Objective:
Extract exactly the range of lines bounded by the line containing "of the person" and the final line of the listing, both ends included, and no other lines.

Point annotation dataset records
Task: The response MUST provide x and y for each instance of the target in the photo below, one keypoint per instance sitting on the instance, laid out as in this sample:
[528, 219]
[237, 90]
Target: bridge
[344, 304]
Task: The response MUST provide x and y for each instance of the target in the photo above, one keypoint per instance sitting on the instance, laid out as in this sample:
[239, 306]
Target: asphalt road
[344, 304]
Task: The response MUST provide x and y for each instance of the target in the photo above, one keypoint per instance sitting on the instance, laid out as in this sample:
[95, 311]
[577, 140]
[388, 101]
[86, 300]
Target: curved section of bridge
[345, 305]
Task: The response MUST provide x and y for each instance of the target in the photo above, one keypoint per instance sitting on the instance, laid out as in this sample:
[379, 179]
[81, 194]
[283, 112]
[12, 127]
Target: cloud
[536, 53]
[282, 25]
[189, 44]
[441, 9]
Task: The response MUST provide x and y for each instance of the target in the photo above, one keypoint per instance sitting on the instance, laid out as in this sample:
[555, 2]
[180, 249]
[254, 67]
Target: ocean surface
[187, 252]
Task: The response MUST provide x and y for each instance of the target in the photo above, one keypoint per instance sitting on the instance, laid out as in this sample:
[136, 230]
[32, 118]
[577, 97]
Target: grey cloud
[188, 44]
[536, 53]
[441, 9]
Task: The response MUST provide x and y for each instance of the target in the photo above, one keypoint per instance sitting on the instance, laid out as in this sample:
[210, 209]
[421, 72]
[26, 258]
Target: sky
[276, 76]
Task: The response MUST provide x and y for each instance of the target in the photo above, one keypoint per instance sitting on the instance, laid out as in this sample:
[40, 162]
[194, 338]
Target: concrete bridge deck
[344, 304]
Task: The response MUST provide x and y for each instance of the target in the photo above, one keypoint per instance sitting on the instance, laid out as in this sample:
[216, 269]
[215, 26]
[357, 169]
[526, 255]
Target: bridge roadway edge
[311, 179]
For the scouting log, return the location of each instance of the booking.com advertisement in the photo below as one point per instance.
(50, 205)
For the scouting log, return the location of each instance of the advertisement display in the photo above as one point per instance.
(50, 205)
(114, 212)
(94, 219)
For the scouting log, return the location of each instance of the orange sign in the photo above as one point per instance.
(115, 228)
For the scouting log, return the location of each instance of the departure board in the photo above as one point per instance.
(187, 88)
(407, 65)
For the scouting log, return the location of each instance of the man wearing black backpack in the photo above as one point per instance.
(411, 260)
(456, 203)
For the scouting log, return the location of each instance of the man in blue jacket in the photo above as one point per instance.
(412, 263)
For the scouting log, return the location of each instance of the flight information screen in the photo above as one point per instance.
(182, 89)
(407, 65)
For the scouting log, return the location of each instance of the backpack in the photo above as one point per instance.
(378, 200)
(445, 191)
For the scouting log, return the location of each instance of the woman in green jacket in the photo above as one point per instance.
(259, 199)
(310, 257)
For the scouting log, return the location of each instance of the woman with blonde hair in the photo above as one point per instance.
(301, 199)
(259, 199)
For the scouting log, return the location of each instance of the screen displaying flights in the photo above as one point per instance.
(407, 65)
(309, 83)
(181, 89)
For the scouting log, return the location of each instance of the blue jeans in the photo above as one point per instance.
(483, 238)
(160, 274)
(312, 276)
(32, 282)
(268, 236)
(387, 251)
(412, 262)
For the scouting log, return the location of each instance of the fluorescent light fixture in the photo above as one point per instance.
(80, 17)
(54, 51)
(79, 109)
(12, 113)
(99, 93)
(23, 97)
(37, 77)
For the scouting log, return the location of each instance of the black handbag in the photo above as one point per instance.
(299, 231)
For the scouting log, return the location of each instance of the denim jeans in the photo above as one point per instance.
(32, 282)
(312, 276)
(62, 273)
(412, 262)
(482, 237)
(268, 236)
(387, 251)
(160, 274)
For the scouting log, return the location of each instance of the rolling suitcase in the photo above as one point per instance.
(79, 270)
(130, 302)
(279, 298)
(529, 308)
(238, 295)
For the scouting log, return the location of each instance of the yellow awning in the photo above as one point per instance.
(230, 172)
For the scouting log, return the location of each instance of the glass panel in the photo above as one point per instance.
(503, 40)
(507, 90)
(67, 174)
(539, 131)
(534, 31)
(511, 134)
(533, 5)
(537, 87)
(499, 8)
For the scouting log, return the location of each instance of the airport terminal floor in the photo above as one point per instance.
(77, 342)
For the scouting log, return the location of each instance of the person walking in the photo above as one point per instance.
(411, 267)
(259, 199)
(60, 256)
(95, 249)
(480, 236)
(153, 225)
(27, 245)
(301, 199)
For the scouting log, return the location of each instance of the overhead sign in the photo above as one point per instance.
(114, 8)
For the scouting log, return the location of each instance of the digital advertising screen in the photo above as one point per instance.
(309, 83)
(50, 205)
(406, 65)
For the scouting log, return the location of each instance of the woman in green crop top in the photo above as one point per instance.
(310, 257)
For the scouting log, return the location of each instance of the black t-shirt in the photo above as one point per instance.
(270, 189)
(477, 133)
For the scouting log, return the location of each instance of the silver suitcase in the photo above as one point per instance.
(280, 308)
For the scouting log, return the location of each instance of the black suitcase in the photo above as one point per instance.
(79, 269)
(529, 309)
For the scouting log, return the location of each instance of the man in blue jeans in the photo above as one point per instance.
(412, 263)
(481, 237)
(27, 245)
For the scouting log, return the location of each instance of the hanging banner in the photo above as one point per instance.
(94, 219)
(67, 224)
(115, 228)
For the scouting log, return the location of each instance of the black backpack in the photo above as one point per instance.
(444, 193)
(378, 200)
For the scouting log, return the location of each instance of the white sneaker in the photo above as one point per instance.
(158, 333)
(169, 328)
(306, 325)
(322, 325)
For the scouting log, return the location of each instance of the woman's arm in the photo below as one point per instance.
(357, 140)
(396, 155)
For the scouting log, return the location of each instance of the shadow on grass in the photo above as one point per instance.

Result:
For the scouting log, return the location of each instance of the person walking in the photo above as one point per instance.
(411, 267)
(259, 199)
(60, 256)
(95, 249)
(480, 236)
(153, 225)
(27, 245)
(301, 199)
For the scouting log, return the location of each instance of the overhead sign in the photo above as one point per instance.
(114, 8)
For the scouting log, return the location of each instance of the digital advertising screen in the photo above as one point per instance.
(309, 83)
(50, 205)
(406, 65)
For the scouting log, return the location of each instance of the woman in green crop top in the photo above as one point per instance.
(310, 257)
For the scouting log, return the location of each instance of the black t-shirt in the photo above as one point per instance.
(270, 189)
(477, 133)
For the scouting log, return the location of each instance of the silver suitcase in the photo above as one point per instance.
(280, 308)
For the scouting log, return the location of each instance of the black suitcase in the photo above as one point per instance.
(79, 269)
(529, 309)
For the scouting log, return the location of each instance of the man in blue jeans in the photo above as one point per instance.
(412, 263)
(481, 237)
(27, 245)
For the scouting log, return the location of each instance of the hanging banner in the photo above as one point per instance.
(94, 219)
(67, 224)
(115, 228)
For the scouting log, return the location of each instance of the black backpack in the photo above as one point per instance.
(444, 193)
(378, 200)
For the scouting log, return the location of each instance of the white sneaker in the photo above as one point per instance.
(158, 333)
(169, 328)
(306, 325)
(322, 325)
For the scouting log, return the location of each instance of the woman's arm in the photo below as one point per instance.
(357, 140)
(396, 155)
For the scouting log, return the location of each instance of the shadow on grass in the photo above as one point per instance.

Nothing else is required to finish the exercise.